*What you are asked to do*: Your task is to give the data again, exactly, with every line intact.

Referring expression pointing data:
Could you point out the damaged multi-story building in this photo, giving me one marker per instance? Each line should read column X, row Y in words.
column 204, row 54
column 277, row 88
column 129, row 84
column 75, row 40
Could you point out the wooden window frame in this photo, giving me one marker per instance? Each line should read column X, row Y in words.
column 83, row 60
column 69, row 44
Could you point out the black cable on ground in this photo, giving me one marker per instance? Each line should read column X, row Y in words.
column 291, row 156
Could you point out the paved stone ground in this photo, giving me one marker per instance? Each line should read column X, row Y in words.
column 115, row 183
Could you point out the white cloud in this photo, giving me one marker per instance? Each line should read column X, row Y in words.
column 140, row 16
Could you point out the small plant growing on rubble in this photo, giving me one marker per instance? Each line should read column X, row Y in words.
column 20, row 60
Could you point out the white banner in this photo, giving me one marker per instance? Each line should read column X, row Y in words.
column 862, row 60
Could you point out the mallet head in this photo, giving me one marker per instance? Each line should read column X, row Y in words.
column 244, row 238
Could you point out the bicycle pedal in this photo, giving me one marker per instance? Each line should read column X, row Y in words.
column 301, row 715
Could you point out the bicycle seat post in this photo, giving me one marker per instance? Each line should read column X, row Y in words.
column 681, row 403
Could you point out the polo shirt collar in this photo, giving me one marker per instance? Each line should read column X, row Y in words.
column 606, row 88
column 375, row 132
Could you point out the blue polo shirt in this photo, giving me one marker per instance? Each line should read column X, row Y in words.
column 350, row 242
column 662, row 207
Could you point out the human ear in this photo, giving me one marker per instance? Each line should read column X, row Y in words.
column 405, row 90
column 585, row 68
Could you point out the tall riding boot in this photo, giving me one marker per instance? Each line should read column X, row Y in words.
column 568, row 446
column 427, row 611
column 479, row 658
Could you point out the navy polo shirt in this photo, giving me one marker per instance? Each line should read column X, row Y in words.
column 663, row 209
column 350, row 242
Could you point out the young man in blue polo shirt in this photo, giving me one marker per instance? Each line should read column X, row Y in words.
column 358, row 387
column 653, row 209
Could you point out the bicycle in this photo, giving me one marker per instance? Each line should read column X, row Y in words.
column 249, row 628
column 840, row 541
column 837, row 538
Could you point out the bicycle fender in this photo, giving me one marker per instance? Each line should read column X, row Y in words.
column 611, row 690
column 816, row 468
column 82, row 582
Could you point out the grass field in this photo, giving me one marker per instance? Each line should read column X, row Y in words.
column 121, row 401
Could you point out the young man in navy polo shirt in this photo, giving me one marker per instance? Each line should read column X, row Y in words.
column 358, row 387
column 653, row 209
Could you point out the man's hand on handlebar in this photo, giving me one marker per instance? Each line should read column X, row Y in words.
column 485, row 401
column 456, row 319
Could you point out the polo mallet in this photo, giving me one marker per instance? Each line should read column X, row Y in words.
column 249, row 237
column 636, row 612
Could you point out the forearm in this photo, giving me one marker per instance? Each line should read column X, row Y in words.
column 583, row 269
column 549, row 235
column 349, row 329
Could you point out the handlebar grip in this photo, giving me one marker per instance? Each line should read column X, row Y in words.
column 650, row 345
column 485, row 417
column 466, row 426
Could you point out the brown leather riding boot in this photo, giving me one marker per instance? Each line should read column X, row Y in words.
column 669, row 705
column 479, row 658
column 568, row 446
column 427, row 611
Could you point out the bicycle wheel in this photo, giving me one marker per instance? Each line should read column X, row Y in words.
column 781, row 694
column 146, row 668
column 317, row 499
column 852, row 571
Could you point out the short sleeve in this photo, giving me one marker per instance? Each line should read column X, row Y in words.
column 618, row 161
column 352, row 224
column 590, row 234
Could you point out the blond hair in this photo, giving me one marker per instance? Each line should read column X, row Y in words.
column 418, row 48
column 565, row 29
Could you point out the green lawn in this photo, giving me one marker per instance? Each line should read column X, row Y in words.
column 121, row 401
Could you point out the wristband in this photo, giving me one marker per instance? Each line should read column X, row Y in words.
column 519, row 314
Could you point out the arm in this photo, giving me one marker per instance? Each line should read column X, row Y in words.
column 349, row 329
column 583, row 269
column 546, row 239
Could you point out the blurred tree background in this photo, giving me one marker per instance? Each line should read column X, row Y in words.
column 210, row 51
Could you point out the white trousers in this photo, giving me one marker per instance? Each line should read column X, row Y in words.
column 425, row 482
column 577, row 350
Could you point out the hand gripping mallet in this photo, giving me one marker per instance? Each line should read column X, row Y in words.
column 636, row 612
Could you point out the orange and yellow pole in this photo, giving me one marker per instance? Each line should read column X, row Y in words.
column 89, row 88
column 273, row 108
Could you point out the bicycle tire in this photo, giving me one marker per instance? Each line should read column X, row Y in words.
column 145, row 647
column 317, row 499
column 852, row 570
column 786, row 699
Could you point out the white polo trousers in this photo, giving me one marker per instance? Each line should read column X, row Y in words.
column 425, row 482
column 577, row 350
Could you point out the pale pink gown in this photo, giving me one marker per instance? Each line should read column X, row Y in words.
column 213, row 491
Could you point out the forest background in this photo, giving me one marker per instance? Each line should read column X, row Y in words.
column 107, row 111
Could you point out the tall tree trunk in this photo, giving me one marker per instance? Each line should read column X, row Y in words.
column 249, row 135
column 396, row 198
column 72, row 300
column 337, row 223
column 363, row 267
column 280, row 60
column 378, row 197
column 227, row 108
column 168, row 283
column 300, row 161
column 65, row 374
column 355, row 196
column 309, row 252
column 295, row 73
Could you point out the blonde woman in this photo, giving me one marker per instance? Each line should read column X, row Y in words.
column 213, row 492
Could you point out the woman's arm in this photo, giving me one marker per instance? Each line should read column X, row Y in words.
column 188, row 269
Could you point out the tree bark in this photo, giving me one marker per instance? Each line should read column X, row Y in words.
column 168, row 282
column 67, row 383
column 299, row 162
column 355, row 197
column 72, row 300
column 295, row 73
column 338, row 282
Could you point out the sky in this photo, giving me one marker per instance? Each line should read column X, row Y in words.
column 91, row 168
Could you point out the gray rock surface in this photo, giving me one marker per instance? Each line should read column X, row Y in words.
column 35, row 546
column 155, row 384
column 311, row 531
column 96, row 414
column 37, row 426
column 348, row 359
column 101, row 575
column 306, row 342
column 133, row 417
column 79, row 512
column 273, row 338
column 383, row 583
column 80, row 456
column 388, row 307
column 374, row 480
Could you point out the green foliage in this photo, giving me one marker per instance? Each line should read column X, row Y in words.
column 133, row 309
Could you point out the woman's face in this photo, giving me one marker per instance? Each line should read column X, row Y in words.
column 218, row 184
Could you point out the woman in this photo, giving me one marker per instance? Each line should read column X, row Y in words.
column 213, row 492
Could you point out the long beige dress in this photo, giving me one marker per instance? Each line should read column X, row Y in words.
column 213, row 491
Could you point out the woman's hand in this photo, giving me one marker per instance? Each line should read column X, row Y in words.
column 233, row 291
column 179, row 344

*Written answer*:
Could you point out the damaged multi-story building in this photo, giving me one marker per instance? Each line should read column X, row Y in words.
column 204, row 54
column 277, row 88
column 129, row 84
column 75, row 40
Could you point out the wooden window frame in this photo, giving me one marker per instance? Each line should read column X, row Y in words.
column 83, row 60
column 69, row 44
Could you point out the black cable on ground in this photo, giving me one marker per instance? Each line should read column X, row Y in words.
column 291, row 156
Could you point out the paved stone ground in this photo, giving me one marker per instance? Each line should read column X, row Y in words.
column 115, row 183
Could you point out the white cloud in this photo, giving me one marker per instance? Each line should read column X, row Y in words.
column 140, row 16
Could you point out the small plant growing on rubble in this photo, giving me one marker per instance? Each line should read column X, row Y in words.
column 20, row 60
Could you point out the white banner in this photo, giving me one marker per instance? Each line should read column X, row Y in words.
column 862, row 60
Could you point out the mallet head in this photo, giving me one marker per instance? Each line should read column X, row Y in words.
column 244, row 238
Could you point out the bicycle pedal in this photo, giving me one marker per instance? Each line should read column X, row Y in words.
column 301, row 715
Could you point out the bicycle seat post in this photo, giving me one marker per instance? Each line should read column X, row Y in words.
column 681, row 403
Could you point out the polo shirt collar in this photo, giving me one marker per instance? Each line should read column X, row Y in words.
column 606, row 88
column 375, row 132
Could you point out the blue polo shirt in this photo, giving me one marker per instance? Each line should read column X, row Y in words.
column 350, row 242
column 662, row 207
Could you point out the human ear in this photo, giving me one marker per instance? Each line should read column X, row Y in words.
column 405, row 90
column 585, row 68
Could you point out the tall riding boot in this photo, giving me one marker per instance? Each line should read column X, row Y in words.
column 568, row 446
column 427, row 611
column 479, row 658
Could you point out the navy polo shirt in this photo, giving me one marker per instance? Each line should read column X, row Y in words.
column 663, row 209
column 350, row 242
Could you point out the young man in blue polo shirt in this photo, giving me one marker per instance? Each line should read column X, row Y in words.
column 358, row 387
column 653, row 209
Could you point out the bicycle in this photo, giving me one marker per instance? Each line should read column X, row Y in words.
column 249, row 628
column 840, row 541
column 837, row 538
Could you point out the bicycle fender in this photo, giving me one marker per instance? Each line should read column X, row Y in words.
column 611, row 690
column 816, row 468
column 82, row 582
Could you point out the grass field in this photo, giving me one marker per instance? Each line should read column X, row Y in words.
column 121, row 401
Could you point out the young man in navy polo shirt in this photo, giving me one marker per instance? Each line should read column X, row Y in words.
column 358, row 387
column 653, row 209
Could you point out the man's hand on handlebar in this photo, giving me one marker per instance? Each line should read column X, row Y in words.
column 485, row 401
column 456, row 319
Could you point out the polo mallet in this photo, giving me one marker per instance? Each line should read column X, row Y in words.
column 249, row 237
column 636, row 612
Could you point out the forearm in this photo, giving me one marker per instance? Each line should read column X, row Y in words.
column 583, row 269
column 549, row 235
column 349, row 329
Could you point out the handlebar grip in this photo, giving me one marker per instance? Each line should read column X, row Y in words.
column 650, row 345
column 485, row 417
column 466, row 426
Could you point out the brown leather riding boot in this photo, giving me one marker per instance? Each line should read column X, row Y in words.
column 669, row 705
column 479, row 658
column 568, row 446
column 427, row 611
Could you point out the bicycle wheel in this photo, giving me one marker per instance? Each line should read column X, row Y in words.
column 781, row 694
column 146, row 668
column 317, row 499
column 852, row 571
Could you point out the short sleeve in this photo, giving me one marker per instance? Each line should read column X, row Y in words.
column 618, row 161
column 352, row 224
column 590, row 234
Could you point out the blond hair in this photo, giving me one marker per instance? Each line should read column X, row Y in words.
column 418, row 48
column 565, row 29
Could you point out the green lawn in this photo, giving me one marker per instance? Each line should read column X, row Y in words.
column 121, row 401
Could you point out the wristband in this photo, giving me one marker per instance? Each line should read column X, row Y in words.
column 519, row 314
Could you point out the arm in this photo, giving me one marker per instance? Each line should read column X, row Y in words.
column 349, row 329
column 583, row 269
column 546, row 239
Could you point out the blurred tree background in this photo, giving me one marker per instance? Each line should read column X, row Y in words.
column 210, row 51
Could you point out the white trousers in this photo, giving me one marker per instance? Each line should read column X, row Y in words.
column 425, row 482
column 577, row 350
Could you point out the hand gripping mallet in this photo, giving me one marker per instance? Each line should read column X, row Y in words.
column 636, row 612
Could you point out the orange and yellow pole in this photo, giving me one marker per instance? Each line should read column X, row Y in words.
column 89, row 88
column 273, row 108
Could you point out the bicycle tire in this photo, giving me one marker per instance? Each line should read column X, row Y in words.
column 145, row 647
column 317, row 499
column 852, row 570
column 786, row 699
Could you point out the white polo trousers in this photo, giving me one marker per instance? Each line should read column X, row Y in words.
column 425, row 482
column 577, row 350
Could you point out the pale pink gown in this photo, giving me one marker per instance? Each line should read column X, row Y in words.
column 213, row 491
Could you point out the forest background in this photo, giving me one marker per instance? Each line should read column X, row Y in words.
column 107, row 111
Could you point out the tall tree trunk in this photo, giving me one marker per instance? Each line should read column X, row Y in words.
column 249, row 135
column 396, row 198
column 72, row 300
column 337, row 223
column 363, row 267
column 280, row 60
column 378, row 197
column 227, row 108
column 168, row 283
column 300, row 161
column 65, row 374
column 355, row 196
column 309, row 252
column 295, row 73
Could you point out the blonde woman in this photo, giving me one marker per instance? Each line should read column X, row Y in words.
column 213, row 492
Could you point out the woman's arm in this photo, giving me one marker per instance? Each line should read column X, row Y in words.
column 188, row 269
Could you point out the tree bark in this photo, giving me one marker per instance? Each line should read column X, row Y in words.
column 168, row 282
column 67, row 383
column 299, row 162
column 355, row 197
column 72, row 300
column 295, row 73
column 338, row 282
Could you point out the sky in this photo, giving me one marker per instance? Each line should read column X, row Y in words.
column 91, row 168
Could you point out the gray rock surface in this photo, giving me one marker per instance? Each line should read column X, row Y in words.
column 35, row 546
column 155, row 384
column 311, row 531
column 96, row 414
column 37, row 426
column 348, row 359
column 101, row 575
column 306, row 342
column 133, row 417
column 79, row 512
column 273, row 338
column 383, row 583
column 80, row 456
column 388, row 307
column 374, row 480
Could you point out the green foliage in this photo, giving me one marker per instance? Each line should read column X, row Y in words.
column 133, row 309
Could you point out the woman's face in this photo, giving me one marker per instance? Each line should read column X, row Y in words.
column 218, row 184
Could you point out the woman in this photo, giving me one marker per instance? Each line should read column X, row Y in words.
column 213, row 492
Could you point out the long beige dress in this photo, giving me one marker per instance? Each line should read column X, row Y in words.
column 213, row 491
Could you point out the woman's hand in this photo, giving me one marker per instance? Each line should read column X, row Y in words.
column 233, row 291
column 179, row 344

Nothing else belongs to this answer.